Tasks:
a) Switch "energy pulses" to "plasma bolts" in the AVWW beta post, and write out the passage starting with "I had played" and going on through "higher civ level.".
b) Carry on writing the AVWW beta post, picking up after its last sentence.

Document passage:
Got the beta of AVWW and have been really enjoying it, however I do have one issue I feel could do with some attention that I have not seen mentioned (may not have looked hard enough!), so, story time!

 I had played with my first civilization to level 31. At that point (and for about a dozen levels prior, when I had started doing this), I was quite comfortably clearing out underground areas 10 levels above me for high level gems - the bat bosses did less than 1/2 my hp in a swing, so I could take two hits, heal, rinse repeat. Conversely the bats died rather quickly to a combined assault of energy pulses, ball lightning and creeping death. I could often take a bat down before it reached me, or at least after only one pass. If anything, it felt like this baseline 'activity' of "collect gems from underground areas 10 levels above you" was getting consistently easier as I reached a higher civ level.

Data block:

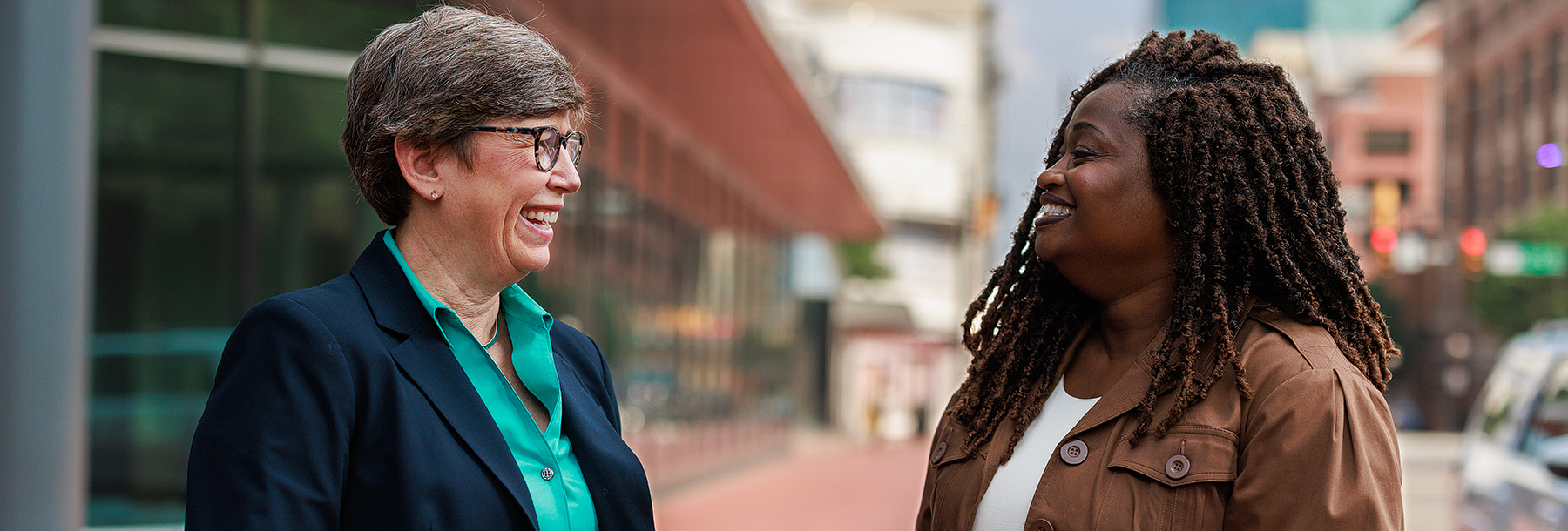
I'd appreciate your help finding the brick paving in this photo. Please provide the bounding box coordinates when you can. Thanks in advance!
[654,434,929,531]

Set of answers:
a)
I had played with my first civilization to level 31. At that point (and for about a dozen levels prior, when I had started doing this), I was quite comfortably clearing out underground areas 10 levels above me for high level gems - the bat bosses did less than 1/2 my hp in a swing, so I could take two hits, heal, rinse repeat. Conversely the bats died rather quickly to a combined assault of plasma bolts, ball lightning and creeping death. I could often take a bat down before it reached me, or at least after only one pass. If anything, it felt like this baseline 'activity' of "collect gems from underground areas 10 levels above you" was getting consistently easier as I reached a higher civ level.

b)
This wasn't tooo noticeable as it was a gradual change, however it came to my attention rather sharply when after an update after the session that took me from 29 to 31, I came back and found that it somehow the world did not save and I was back at 29 :-/ I got a bit irritated and just nuked the world from orbit, starting again (hey, it's beta. wanted to try the patch changes from a fresh start). I had my new budding civilization to level 3-4, and was intending to get some higher level spells from an area a few levels above me, as I had been doing for a dozen levels in my previous world. Before I set out into the area I wouldn't be too much of an issue, but on the way to an underground area I did notice that the espers seemed to be taking quite a pounding, taking at least 4 ball lighting to bring down.. and their attacks did do a reasonable proportion of my health. I trucked on however, and worked my way to a bat boss cave. I ventured out a bit to hunt down the first bat. I see it, blow everything I have as I try to kite it backwards for as long as I can before it gets a hit in. I deal... about a 20th of it's hp? nowhere near enough to overcome the lifesteal. Regardless, run out of dodge space aaand - 1 hit and my auto-potion triggers. Weeeelll shh I start running back for the entrance, second bat swoops in and instakills.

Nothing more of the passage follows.